• [Reading passage]
I've got a related thread going on my keel maintenance project (link below) but this is a little more specific. I've combed the forums some but haven't found what I'm looking for. Feel free to point me the right direction if you know of something. 

 

Anyway...the keel-replacement project is growing the more I look at the bottom and on one of the seams on my Core Sound 17, there is enough unevenness to want to fair it out. However, I've trying to avoid using fairing compound because I don't like the idea of sanding down to get to the epoxy because I've found that so far I end up hitting the weave of the fiberglass and I don't want to go all the way to wood, re-epoxy, reglass, and then prime/fair/etc. If there is an easy way to strip it (latex paint) without doing that, I'm all ears.

• [Problems]
1) In the forum post about fairing a hull seam, what type of paint does the writer want to strip?
2) Pick up the forum post about fairing a hull seam right after its last sentence and carry it forward.
The listing has no role here.

• [Coordinate annotation entries]

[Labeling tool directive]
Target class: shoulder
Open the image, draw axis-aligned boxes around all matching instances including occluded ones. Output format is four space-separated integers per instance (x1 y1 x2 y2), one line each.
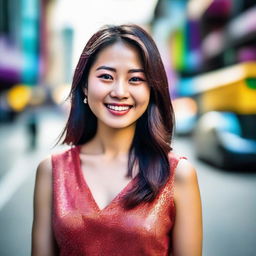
174 158 197 185
36 156 52 183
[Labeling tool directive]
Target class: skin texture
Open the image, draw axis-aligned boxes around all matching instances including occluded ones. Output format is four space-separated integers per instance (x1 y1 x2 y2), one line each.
32 42 202 256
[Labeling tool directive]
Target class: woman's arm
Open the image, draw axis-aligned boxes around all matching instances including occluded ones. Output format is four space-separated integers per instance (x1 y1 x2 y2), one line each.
173 159 203 256
31 158 57 256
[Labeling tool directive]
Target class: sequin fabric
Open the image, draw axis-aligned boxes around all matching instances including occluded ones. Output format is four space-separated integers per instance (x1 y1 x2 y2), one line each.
52 147 184 256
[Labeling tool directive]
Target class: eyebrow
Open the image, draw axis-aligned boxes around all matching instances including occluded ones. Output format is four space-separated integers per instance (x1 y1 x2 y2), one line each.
96 66 145 73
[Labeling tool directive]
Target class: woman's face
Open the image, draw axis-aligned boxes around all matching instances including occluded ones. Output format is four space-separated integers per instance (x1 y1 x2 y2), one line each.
85 42 150 128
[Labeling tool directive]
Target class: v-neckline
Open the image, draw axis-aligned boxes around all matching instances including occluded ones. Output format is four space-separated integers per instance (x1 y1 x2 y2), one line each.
75 146 138 213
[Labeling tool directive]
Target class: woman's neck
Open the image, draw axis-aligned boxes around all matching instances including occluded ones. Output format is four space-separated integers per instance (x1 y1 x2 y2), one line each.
82 123 135 159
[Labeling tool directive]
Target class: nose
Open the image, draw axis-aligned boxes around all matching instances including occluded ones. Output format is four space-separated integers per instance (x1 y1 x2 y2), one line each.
110 81 129 99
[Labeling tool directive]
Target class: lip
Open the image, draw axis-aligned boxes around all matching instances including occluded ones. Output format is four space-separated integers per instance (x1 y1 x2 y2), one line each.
104 103 133 116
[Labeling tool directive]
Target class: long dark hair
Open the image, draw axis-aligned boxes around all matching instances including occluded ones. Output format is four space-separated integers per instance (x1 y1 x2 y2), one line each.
61 25 174 209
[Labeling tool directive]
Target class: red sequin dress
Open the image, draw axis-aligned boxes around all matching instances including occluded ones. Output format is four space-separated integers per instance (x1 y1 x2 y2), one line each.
52 147 184 256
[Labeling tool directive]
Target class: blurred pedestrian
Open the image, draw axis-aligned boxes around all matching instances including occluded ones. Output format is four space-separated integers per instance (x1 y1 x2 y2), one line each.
32 25 202 256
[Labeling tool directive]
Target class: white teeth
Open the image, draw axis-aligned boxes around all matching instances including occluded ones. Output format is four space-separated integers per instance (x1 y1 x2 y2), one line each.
107 104 130 111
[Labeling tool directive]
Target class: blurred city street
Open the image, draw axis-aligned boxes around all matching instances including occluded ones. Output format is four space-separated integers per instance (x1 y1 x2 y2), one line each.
0 0 256 256
0 107 256 256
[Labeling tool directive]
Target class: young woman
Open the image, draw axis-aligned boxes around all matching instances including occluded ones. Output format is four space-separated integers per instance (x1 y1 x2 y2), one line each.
32 25 202 256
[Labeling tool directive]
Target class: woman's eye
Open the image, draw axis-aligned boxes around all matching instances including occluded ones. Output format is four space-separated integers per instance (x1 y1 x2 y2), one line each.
98 74 113 80
129 77 145 82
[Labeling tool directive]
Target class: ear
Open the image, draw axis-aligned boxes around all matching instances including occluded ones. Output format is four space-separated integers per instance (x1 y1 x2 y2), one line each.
83 87 88 96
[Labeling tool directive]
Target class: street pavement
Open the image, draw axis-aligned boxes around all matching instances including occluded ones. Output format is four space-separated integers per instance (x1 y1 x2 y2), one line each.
0 107 256 256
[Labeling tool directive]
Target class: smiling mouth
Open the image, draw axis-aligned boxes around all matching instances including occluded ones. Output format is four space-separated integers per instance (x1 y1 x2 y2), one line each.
105 104 133 112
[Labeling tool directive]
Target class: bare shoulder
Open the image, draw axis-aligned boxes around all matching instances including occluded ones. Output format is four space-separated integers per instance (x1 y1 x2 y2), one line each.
36 156 52 184
175 159 197 185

• [Responses]
1) Latex paint.

2)
In lieu of fairing compound, I've been thinking that I could scrub enough of the paint to get down to the primer only and then put high build primer on and go from there. I'm not looking for a perfect finish--or even close. I want to get this boat ready to get back on the water. But the seam is bad enough that I prefer to tackle this much while I have it flipped over. So specifically (though I am open to a whole different approach too)...

 

1) What high-build primer is good for this application? Looking for specific product recommendations. Only want to buy a quart. 

 

2) Are there better ways to remove the paint without harming the weave? (I'd be ok with fairing compound if I could get a good starting point that the compound would stick too.) 

 

I will be repainting the whole bottom with the same paint I already have since it's (a) the same color and (b) the same as what was put on originally. All of course once I am done with fairing this bit out, attaching the keel+skeg and reinforcing the bow for abrasion with Xynole. 

 

Thanks in advance.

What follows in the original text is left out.